** Start Records for this task **
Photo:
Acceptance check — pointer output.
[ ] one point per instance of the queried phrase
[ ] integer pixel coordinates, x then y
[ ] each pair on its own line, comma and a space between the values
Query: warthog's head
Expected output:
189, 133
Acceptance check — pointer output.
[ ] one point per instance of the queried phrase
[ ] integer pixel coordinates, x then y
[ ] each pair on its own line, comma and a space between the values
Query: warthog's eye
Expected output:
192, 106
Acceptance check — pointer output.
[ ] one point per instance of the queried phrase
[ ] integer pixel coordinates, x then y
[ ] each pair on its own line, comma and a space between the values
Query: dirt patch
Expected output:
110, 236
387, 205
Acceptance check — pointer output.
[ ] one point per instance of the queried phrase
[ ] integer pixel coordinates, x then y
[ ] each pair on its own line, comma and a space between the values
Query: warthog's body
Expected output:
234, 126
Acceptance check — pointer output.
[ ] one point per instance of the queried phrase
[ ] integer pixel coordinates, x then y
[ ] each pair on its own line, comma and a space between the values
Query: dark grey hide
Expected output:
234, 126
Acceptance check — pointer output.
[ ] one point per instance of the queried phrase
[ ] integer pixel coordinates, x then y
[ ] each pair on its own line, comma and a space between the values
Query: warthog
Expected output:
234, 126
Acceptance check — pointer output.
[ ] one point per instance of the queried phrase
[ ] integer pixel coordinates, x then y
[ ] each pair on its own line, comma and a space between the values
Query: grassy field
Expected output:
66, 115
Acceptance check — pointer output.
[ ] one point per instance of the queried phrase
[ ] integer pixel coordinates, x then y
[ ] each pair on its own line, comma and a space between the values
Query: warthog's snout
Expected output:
** End Records for this task **
** Start Records for this task **
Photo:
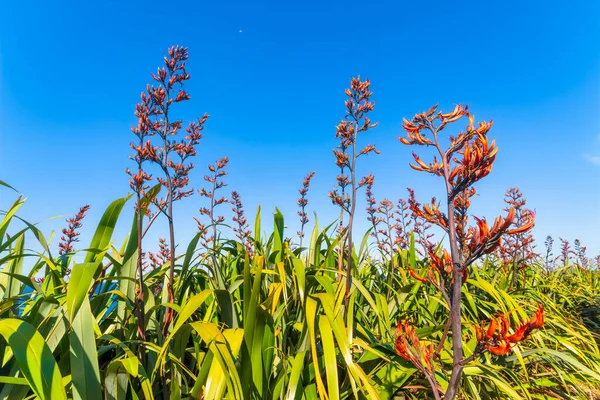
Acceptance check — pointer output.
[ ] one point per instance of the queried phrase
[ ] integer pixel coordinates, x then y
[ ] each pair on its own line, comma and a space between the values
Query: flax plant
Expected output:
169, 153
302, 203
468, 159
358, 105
** End Records for this task **
▶ What to do: Show every line in the data that contains the string "warthog".

▶ Result below:
Query: warthog's head
Query: warthog's eye
Query: warthog's body
Query: warthog
Query: warthog's snout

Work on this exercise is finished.